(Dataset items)
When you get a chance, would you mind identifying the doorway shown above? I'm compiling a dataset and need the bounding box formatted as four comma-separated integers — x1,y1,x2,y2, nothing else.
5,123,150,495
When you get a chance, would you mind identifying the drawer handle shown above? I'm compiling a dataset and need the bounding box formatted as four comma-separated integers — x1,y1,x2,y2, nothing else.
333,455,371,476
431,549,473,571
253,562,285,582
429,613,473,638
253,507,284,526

> _Short exercise_
Copy out every line of the material above, keeping each one word for word.

> _Answer to the exercise_
When you get a chance, would you mind identifying the doorway shown above? I'm compiling a dataset and need the bounding box formatted as four comma-separated integers — x1,y1,x2,y2, nothing else.
5,123,150,495
When you get a chance, would you mind identifying the drawer handle shown above? I'm compiling a dataset and need the bounding box formatted as four comma-separated integers — x1,y1,x2,y2, nothing else.
333,455,371,476
431,549,473,571
253,562,285,582
429,613,473,638
253,507,284,526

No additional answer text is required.